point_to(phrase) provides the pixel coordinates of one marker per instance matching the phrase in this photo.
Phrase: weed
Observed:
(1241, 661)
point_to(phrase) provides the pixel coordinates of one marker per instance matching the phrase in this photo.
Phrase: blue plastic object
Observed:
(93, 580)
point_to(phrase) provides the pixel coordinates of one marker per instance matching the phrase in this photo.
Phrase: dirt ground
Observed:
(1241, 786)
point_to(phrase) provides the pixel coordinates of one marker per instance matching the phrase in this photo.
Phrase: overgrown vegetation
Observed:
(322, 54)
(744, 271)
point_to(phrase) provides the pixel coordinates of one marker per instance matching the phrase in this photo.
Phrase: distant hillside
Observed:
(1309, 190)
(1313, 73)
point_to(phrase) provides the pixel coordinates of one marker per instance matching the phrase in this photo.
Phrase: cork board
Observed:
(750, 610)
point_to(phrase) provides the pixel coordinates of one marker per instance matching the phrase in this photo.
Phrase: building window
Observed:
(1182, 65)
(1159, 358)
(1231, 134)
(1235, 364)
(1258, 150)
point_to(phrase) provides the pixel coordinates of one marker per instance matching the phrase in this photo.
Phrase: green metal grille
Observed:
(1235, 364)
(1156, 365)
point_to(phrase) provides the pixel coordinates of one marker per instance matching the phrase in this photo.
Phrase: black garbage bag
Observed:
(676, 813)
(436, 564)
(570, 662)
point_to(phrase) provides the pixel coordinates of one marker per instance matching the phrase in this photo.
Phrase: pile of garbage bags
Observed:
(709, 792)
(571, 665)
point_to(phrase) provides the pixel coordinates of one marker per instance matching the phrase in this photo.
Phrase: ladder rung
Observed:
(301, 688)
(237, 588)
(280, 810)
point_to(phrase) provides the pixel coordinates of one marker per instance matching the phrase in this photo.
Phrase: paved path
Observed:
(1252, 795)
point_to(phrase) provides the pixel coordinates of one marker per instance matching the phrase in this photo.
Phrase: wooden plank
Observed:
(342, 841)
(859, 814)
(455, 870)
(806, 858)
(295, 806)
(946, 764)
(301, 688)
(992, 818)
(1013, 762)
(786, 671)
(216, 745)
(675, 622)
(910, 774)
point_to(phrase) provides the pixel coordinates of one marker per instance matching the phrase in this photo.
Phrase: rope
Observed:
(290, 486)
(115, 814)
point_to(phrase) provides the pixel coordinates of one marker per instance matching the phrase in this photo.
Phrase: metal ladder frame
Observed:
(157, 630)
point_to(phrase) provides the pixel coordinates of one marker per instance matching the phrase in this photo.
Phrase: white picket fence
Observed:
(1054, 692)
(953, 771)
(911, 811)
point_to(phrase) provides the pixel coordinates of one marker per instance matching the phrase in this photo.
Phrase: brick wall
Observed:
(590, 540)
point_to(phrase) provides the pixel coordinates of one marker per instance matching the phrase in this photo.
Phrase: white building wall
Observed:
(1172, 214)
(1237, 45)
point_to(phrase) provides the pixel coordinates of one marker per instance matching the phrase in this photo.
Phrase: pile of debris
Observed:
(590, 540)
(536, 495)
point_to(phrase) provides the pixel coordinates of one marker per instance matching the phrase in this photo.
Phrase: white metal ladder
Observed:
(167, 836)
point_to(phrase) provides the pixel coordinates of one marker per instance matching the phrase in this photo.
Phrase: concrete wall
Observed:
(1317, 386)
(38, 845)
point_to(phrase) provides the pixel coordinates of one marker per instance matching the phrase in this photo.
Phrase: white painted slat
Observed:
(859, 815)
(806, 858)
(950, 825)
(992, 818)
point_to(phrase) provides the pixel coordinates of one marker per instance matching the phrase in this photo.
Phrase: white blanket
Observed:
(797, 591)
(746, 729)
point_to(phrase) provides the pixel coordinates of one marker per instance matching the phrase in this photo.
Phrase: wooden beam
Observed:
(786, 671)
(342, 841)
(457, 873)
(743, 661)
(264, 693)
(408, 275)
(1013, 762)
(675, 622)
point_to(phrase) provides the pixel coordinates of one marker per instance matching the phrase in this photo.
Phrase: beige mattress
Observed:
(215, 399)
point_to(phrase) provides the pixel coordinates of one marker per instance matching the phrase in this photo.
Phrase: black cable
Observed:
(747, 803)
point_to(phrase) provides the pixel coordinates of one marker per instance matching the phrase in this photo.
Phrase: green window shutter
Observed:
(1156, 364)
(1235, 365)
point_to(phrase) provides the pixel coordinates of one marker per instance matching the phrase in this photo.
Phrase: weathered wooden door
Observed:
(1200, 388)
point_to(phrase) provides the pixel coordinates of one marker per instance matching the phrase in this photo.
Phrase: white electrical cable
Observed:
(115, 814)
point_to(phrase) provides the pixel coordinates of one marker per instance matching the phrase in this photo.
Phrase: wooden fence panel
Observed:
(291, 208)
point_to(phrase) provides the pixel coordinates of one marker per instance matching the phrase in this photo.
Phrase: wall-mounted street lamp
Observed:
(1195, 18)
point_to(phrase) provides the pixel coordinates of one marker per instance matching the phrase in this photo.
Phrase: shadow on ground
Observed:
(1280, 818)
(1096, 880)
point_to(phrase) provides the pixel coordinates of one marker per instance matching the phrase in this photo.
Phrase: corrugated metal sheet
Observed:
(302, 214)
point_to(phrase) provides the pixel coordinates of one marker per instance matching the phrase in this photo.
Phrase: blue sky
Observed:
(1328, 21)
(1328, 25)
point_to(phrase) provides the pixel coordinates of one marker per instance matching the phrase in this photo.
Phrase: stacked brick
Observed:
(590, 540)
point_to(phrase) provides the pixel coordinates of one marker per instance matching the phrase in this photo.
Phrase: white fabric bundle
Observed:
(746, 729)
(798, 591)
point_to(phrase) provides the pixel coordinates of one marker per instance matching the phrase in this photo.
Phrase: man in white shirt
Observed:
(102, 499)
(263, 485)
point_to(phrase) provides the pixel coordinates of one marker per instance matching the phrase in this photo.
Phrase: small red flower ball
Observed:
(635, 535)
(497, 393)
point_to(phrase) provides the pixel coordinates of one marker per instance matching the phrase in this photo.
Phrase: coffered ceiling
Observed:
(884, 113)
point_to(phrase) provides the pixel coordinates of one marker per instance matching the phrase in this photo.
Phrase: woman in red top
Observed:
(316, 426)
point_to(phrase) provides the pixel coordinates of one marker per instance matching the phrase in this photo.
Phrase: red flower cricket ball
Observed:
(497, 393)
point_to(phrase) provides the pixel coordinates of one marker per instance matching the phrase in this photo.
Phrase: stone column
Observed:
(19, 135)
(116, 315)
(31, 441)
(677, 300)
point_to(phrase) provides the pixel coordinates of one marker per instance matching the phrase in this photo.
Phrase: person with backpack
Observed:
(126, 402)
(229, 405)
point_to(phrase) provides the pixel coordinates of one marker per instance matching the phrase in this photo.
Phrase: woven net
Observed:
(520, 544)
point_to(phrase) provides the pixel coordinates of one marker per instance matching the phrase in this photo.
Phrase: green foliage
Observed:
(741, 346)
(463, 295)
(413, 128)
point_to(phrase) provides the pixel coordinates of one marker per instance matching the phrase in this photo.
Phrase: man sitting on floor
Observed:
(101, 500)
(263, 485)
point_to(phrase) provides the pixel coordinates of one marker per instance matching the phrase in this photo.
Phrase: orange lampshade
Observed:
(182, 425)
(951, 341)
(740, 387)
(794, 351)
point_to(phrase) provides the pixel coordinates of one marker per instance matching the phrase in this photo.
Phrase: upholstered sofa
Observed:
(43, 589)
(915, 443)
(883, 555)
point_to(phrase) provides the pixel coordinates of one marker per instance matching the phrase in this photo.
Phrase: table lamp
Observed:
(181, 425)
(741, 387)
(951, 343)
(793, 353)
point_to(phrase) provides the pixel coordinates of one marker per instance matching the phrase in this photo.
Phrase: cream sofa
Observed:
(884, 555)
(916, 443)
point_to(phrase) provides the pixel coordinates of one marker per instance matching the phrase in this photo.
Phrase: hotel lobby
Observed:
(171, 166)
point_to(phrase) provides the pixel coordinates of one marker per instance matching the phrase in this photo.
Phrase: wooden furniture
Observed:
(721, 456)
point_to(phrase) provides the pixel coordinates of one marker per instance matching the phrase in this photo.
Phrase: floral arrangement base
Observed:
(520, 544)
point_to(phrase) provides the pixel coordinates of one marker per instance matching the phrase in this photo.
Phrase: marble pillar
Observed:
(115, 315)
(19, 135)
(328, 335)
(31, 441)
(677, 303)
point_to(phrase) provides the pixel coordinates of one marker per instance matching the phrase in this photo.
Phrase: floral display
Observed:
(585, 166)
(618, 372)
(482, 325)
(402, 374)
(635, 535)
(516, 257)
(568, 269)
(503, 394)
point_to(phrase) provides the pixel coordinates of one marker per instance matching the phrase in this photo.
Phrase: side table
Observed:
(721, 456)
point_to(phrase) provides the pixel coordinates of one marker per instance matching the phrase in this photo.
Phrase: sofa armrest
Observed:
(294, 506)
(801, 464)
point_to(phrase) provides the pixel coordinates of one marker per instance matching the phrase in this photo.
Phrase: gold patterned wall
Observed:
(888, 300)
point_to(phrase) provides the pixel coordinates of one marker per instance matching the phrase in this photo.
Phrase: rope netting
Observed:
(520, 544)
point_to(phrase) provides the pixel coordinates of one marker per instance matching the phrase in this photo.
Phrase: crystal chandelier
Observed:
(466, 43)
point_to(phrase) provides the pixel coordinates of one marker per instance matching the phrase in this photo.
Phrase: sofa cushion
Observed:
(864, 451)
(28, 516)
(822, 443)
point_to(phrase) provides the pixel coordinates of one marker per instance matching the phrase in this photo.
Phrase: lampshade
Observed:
^^^^
• Task brief: Check each line of the records above, and copy those that hold the word "floral".

• Exercise solution:
Phrase: floral arrangement base
Phrase: floral display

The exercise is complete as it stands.